- [EXCERPTED PASSAGE]
A Guide to Divorce in Minnesota
Just like every marriage is different, couples seeking a divorce in Minnesota will encounter a unique set of circumstances to formally end their relationship. However, all Minnesota divorces do share many similarities as well.
To help ease your stress and concerns, you need to arm yourself with good information to help you better understand what you are about to go through.
In addition to this guide, you should seek additional information from divorce professionals who can help you get you through this difficult time.
Here are some important things to know.
- The differences between divorce, annulment and separation
- What are the grounds for divorce in Minnesota?
- Deciding what kind of divorce you will go through
- The process of filing for divorce
- How to complete proof of service
- Filing for a divorce online
- Is it possible to file for divorce without using a lawyer?
- How much does a divorce cost?
- How long does it take to get a divorce take in Minnesota?
- Should I retain the services of a certified divorce financial analyst?
- Bifurcation of marital status in Minnesota
- Can I cancel or stop a divorce in Minnesota?
- What is a divorce decree?
- What is proof of divorce?

- [SOURCE DATA]

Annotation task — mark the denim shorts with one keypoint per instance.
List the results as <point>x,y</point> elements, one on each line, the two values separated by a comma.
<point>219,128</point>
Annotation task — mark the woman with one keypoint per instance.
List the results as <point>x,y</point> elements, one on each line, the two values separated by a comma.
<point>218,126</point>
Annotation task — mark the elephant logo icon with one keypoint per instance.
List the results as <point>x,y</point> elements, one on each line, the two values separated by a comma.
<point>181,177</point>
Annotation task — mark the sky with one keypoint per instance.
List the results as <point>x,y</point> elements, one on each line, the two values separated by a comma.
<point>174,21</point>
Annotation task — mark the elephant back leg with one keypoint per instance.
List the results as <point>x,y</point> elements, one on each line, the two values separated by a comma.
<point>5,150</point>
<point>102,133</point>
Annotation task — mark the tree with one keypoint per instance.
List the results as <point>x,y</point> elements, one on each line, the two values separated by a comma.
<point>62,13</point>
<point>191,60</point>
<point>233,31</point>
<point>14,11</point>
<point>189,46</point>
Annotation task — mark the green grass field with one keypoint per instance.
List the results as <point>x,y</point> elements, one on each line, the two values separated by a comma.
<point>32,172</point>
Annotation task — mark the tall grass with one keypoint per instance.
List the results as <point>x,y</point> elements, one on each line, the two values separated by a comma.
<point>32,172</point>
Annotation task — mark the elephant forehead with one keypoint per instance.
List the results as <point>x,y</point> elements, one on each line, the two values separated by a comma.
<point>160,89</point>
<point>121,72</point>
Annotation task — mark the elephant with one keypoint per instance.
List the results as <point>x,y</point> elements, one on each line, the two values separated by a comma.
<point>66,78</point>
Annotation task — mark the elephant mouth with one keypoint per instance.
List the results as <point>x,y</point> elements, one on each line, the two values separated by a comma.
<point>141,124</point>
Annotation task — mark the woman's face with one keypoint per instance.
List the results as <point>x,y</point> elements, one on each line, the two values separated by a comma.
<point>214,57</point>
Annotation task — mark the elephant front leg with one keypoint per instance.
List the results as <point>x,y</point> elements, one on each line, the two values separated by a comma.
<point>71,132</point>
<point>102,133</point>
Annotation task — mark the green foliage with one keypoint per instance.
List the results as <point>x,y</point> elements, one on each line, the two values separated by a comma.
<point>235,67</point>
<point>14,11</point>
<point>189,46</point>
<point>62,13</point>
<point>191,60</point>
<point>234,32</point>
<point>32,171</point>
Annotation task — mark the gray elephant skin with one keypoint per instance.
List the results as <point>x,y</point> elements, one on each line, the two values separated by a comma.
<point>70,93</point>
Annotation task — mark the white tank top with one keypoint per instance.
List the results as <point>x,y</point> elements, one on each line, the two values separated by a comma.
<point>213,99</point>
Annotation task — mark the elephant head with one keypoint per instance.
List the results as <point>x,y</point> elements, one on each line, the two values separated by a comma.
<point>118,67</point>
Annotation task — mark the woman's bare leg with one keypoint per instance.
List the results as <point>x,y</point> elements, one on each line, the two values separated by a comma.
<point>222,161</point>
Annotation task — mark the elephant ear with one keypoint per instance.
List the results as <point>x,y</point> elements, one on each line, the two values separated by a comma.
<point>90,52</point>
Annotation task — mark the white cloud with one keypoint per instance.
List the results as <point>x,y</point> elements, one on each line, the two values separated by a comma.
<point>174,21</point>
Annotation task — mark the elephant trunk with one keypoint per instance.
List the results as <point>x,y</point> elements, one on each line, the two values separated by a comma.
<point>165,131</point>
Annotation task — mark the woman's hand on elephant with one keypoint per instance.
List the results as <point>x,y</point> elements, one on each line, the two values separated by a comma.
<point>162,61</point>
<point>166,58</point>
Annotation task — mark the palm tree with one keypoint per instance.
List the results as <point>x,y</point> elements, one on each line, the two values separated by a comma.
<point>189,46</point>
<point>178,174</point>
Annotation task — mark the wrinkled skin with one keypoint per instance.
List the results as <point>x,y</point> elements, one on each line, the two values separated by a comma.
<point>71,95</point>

- [WHAT THIS EXERCISE ASKS]
1) Copy out word for word the rows starting at the first one and ending at the line that contains "<point>219,128</point>".
2) Write the next part of the Minnesota divorce guide, picking up after its last line.
The Minnesota divorce guide and the rows are unrelated to each other.

- [ANSWER SET]
1)
Annotation task — mark the denim shorts with one keypoint per instance.
List the results as <point>x,y</point> elements, one on each line, the two values separated by a comma.
<point>219,128</point>

2)
- Changing Your Name
- Bonus: Recommended Resources for a Better Divorce
The differences between divorce, annulment and separation
In Minnesota, married couples can end their marriages through a divorce or an annulment. Legal separation is also permitted and may be the first step in moving toward the end of a marriage.
Legal Separation. When a marriage is no longer working and one spouse moves out of the home, couples may consider themselves separated. While this is physically the case, they are not legally separated, and there is a big difference between the two.
A legal separation must be granted by a Minnesota court, just like a divorce. Child custody, asset division, and support issues are worked out. A couple remains married, but in a much more distant and less bonded way.
Some people choose legal separation for financial benefits, such as being able to keep health insurance, or by continuing to file as a married couple on tax returns. If a person is not a U.S. citizen, and they get a divorce, they run the risk of deportation. But with a legal separation, a noncitizen can still stay in the country even if they don’t live with their spouse.
Others opt for legal separation because or religious beliefs or moral values against divorce.
Annulment. An annulment treats a marriage as if it had never happened. An annulment can take place in Minnesota if:
- One party was not able to give their voluntary consent to the marriage at the time of the marriage ceremony because:
- One party has a mental illness, insanity, mental incapacity and the other party did not know about the mental illness, insanity or mental incapacity at the time of the marriage ceremony
- One party was under the influence of alcohol, drugs or other “incapacitating” substance at the time of the marriage ceremony
- Consent was obtained by force or fraud.
- One party is not able to consummate the marriage with sexual intercourse and the other party did not know this at the time of the marriage.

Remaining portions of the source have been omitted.